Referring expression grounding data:
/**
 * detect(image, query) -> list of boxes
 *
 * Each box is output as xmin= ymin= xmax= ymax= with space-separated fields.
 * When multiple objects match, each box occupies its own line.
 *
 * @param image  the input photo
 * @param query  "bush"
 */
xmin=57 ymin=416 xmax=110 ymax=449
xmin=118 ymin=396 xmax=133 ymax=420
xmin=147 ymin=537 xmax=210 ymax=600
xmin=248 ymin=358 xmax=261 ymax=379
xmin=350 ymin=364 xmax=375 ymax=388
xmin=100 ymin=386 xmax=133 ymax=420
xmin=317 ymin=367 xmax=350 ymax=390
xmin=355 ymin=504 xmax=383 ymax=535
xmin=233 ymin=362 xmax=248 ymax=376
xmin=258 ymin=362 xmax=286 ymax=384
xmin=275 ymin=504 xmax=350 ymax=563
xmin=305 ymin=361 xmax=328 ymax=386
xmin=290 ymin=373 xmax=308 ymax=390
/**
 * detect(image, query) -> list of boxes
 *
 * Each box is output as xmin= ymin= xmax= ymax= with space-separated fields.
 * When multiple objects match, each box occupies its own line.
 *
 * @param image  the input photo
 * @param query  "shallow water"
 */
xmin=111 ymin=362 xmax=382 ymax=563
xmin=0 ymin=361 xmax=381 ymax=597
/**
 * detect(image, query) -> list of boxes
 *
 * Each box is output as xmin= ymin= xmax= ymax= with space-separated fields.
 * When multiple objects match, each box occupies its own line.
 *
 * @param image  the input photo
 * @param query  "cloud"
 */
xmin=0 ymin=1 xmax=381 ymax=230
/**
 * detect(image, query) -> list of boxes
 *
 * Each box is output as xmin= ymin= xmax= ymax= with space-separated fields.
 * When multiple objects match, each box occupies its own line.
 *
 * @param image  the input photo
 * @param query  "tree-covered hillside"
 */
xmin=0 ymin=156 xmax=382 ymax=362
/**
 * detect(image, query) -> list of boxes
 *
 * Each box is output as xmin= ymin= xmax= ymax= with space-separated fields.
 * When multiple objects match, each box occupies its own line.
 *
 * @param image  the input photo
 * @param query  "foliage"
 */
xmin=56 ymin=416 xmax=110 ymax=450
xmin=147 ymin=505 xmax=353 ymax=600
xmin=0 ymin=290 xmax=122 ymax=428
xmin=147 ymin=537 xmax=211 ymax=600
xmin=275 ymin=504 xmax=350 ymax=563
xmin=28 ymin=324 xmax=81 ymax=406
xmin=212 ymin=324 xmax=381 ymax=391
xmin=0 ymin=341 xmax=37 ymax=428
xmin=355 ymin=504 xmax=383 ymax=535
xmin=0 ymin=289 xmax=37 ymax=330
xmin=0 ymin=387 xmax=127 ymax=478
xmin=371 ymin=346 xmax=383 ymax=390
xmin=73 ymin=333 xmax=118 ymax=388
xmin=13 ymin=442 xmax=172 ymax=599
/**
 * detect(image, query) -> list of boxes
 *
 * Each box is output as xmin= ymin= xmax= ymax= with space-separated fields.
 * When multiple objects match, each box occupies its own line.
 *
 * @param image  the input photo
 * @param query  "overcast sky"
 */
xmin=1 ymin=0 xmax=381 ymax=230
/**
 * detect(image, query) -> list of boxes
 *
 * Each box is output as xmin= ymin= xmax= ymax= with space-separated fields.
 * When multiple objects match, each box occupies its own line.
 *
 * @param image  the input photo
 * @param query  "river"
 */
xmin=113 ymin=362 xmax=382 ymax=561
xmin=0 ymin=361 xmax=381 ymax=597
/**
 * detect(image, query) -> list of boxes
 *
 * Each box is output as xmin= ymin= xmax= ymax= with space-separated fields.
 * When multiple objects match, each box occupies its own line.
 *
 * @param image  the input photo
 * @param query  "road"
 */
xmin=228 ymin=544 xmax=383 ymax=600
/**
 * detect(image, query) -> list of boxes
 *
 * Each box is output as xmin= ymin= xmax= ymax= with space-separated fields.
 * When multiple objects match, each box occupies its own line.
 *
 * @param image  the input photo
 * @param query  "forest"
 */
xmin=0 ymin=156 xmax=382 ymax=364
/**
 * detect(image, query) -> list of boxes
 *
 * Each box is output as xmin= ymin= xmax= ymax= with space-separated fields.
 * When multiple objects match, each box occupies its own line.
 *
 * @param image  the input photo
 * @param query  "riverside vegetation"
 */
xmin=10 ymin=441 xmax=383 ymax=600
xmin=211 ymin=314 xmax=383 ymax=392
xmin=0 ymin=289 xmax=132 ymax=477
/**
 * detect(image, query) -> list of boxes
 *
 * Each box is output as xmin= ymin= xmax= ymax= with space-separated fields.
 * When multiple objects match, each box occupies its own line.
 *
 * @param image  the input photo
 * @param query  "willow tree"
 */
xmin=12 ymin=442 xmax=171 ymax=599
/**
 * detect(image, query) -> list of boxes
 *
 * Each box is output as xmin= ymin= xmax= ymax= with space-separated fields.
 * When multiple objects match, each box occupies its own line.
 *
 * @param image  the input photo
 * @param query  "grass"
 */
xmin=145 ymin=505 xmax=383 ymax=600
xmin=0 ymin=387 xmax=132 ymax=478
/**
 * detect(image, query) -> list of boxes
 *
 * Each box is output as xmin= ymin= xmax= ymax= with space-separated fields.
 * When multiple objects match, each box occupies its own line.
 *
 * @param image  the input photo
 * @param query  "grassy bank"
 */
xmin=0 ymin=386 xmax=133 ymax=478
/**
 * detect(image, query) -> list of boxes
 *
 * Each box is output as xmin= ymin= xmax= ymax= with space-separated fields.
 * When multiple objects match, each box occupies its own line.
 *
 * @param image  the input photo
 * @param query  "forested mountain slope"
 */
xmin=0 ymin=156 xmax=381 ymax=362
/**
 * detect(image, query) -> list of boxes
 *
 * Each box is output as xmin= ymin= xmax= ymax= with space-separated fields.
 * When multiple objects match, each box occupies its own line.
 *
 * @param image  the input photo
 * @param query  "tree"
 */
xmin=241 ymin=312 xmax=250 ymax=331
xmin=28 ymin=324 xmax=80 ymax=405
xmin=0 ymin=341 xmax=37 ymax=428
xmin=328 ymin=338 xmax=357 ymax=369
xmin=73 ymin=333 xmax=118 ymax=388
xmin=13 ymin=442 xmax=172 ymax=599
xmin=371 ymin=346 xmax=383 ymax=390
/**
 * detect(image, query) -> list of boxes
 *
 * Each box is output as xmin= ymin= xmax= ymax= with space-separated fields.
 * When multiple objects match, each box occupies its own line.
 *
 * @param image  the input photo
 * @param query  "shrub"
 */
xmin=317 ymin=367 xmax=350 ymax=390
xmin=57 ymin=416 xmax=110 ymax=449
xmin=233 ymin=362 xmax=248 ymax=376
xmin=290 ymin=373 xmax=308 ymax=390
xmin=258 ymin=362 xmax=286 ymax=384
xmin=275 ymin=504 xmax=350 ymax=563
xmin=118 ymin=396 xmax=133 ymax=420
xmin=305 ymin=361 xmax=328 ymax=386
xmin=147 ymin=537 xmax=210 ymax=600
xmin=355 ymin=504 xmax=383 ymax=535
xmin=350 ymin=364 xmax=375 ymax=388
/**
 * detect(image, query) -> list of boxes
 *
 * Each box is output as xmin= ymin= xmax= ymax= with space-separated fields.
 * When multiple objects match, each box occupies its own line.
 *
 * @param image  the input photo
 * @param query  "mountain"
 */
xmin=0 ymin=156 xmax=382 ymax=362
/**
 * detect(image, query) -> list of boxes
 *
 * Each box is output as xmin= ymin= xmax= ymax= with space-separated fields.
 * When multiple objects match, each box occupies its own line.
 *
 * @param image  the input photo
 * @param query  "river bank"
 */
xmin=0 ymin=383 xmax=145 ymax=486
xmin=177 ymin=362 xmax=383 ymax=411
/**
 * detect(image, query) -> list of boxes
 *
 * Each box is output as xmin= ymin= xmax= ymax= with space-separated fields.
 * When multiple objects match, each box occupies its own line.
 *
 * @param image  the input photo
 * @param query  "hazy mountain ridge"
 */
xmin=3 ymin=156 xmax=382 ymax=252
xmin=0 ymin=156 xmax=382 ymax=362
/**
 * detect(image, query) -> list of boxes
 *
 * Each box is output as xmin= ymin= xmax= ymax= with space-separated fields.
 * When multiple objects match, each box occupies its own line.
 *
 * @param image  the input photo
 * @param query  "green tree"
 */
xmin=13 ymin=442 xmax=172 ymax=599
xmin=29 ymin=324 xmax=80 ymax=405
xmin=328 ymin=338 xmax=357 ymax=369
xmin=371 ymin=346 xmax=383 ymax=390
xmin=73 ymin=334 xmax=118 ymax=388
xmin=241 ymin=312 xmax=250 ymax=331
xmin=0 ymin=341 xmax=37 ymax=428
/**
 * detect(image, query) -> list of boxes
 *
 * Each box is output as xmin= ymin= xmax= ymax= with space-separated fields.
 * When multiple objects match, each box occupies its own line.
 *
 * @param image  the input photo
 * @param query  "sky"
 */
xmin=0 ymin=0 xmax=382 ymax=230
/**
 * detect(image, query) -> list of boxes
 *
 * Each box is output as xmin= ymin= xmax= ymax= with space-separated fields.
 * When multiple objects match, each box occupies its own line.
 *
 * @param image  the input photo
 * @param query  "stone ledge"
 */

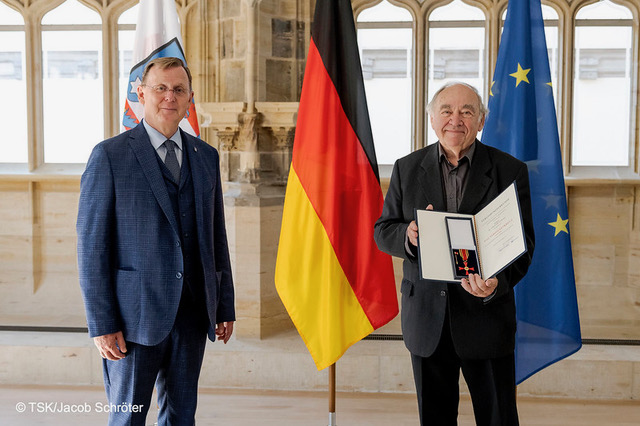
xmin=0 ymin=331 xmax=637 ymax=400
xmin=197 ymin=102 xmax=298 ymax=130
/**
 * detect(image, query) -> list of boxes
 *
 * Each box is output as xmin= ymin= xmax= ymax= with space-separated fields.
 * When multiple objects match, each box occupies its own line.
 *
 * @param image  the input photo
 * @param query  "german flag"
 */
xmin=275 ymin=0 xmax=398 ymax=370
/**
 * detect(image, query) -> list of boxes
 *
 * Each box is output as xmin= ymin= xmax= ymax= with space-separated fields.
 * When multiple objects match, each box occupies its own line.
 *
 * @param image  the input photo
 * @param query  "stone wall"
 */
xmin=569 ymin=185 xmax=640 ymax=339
---
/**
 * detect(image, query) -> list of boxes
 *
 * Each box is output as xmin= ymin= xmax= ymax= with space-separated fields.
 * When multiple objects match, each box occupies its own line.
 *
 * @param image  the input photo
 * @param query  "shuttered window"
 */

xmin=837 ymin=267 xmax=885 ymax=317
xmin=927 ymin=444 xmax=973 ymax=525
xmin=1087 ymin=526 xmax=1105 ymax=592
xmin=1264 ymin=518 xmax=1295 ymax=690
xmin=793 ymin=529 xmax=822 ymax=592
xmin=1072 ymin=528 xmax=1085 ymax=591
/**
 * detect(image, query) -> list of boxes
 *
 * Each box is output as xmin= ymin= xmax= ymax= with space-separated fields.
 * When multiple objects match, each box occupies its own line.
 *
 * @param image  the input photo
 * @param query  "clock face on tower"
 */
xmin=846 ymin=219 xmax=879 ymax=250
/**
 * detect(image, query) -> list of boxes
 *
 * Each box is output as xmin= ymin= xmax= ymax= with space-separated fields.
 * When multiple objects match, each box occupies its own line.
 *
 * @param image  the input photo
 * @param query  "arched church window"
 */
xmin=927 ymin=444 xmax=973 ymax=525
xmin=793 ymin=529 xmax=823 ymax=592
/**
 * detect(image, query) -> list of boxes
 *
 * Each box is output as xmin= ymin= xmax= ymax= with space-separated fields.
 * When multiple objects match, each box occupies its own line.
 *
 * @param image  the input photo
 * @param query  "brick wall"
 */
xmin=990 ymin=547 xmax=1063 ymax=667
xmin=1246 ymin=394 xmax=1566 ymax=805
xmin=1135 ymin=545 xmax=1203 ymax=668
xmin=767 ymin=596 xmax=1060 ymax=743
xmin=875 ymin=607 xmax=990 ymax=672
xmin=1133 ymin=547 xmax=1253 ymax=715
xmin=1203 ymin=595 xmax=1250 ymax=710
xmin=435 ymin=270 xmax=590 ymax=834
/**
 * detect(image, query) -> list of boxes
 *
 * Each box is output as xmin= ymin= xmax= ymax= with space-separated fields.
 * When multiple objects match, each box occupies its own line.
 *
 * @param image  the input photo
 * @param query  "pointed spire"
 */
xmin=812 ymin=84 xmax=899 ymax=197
---
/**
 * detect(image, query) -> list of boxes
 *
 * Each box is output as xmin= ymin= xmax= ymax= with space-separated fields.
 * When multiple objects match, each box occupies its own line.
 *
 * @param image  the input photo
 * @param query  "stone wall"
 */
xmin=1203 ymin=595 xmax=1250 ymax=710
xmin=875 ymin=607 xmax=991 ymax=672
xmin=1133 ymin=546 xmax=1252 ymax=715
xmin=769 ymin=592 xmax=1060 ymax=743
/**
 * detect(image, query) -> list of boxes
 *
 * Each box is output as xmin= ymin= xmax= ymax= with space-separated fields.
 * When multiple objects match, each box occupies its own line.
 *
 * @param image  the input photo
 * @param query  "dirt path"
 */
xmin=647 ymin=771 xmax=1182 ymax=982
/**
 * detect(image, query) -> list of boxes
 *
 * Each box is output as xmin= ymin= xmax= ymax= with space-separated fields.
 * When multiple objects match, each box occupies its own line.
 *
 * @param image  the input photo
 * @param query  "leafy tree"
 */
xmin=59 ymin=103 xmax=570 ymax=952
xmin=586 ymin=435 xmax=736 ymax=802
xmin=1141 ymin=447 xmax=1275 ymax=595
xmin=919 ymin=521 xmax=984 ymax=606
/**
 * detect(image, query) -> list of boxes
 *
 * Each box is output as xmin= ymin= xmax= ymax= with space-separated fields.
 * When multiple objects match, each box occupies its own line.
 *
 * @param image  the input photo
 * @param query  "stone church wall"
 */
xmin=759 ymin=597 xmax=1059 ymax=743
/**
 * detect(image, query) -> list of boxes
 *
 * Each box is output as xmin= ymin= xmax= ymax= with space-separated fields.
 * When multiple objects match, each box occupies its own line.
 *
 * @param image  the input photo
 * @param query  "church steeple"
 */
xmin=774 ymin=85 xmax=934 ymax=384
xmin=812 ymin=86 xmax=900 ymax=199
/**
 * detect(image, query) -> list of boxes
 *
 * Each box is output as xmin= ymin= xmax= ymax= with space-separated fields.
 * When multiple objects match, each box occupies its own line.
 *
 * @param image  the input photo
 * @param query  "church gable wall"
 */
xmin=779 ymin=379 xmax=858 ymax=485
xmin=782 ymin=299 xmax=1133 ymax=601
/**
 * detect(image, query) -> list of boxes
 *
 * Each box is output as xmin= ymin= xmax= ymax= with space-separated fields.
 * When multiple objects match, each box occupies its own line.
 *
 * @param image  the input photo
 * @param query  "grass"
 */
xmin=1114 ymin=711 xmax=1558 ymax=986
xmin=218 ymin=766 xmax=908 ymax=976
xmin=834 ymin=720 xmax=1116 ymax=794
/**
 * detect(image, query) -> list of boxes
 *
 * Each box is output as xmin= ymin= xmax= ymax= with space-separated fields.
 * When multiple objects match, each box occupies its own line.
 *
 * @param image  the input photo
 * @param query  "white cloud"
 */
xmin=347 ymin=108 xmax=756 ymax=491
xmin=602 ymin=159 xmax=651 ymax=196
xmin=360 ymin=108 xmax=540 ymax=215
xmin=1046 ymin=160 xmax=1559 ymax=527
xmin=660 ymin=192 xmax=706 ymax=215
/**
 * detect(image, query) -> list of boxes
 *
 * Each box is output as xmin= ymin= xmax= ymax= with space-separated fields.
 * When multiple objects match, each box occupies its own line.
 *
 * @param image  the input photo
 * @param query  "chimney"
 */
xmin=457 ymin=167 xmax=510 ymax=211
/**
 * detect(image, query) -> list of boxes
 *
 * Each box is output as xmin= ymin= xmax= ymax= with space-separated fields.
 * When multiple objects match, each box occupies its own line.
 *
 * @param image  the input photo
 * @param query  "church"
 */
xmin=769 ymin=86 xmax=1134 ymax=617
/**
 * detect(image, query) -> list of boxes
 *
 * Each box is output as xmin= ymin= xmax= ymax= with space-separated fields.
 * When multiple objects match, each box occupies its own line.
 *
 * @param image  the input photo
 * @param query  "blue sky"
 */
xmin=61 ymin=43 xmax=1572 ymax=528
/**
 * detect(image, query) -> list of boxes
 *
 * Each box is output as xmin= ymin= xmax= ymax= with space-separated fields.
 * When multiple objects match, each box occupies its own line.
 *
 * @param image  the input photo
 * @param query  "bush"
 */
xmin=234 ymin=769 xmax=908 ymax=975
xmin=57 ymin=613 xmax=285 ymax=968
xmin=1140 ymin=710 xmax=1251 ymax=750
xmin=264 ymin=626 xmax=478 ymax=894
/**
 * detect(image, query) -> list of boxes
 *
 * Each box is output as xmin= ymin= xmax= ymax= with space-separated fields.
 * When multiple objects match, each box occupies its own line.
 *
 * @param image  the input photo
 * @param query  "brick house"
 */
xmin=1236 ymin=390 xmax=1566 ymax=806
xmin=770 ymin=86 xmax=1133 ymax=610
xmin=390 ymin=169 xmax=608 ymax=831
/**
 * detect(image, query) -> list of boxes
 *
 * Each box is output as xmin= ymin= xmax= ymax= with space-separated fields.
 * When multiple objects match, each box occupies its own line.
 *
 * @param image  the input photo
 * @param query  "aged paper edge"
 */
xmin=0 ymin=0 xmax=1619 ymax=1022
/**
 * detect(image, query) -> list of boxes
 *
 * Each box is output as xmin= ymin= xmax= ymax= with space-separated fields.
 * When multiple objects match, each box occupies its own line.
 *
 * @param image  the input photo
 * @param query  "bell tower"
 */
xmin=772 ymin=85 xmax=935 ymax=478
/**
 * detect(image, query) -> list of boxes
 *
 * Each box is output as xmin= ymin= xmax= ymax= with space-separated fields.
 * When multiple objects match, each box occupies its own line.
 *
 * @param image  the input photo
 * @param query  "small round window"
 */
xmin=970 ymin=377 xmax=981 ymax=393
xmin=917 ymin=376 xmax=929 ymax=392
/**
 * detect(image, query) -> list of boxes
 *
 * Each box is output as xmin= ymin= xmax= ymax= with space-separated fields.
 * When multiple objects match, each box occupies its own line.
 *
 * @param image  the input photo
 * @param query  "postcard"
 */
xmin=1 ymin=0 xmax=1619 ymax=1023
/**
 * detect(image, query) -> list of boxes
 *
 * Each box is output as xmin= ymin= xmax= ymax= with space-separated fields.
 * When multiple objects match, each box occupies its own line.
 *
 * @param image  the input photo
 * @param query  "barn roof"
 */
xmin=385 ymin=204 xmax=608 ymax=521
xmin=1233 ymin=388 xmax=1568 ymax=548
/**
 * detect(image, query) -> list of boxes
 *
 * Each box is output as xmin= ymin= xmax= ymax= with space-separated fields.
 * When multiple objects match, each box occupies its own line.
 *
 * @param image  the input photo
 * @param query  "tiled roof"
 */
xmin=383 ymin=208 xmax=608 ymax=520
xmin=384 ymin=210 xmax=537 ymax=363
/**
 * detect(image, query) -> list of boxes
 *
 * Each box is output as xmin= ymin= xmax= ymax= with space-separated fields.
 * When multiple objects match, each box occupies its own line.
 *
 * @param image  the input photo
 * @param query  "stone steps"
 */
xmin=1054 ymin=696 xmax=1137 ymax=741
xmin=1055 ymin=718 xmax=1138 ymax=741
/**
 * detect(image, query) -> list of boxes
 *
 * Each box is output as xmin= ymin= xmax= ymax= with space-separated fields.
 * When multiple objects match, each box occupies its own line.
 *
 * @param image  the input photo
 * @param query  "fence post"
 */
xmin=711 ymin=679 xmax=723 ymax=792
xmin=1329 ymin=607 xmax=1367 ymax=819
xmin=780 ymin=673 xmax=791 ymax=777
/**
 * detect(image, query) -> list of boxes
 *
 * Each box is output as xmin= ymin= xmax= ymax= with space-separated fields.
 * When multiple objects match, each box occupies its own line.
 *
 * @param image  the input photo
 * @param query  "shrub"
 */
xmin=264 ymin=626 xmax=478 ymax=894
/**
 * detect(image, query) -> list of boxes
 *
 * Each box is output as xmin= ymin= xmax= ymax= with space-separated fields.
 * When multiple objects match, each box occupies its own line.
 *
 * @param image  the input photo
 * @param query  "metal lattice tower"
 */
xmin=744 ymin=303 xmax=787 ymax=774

**ASSIGNED TASK**
Each line of the data above that contains the string "brick" should be counted; give only the total.

**ANSWER FOR THIS EXERCISE**
2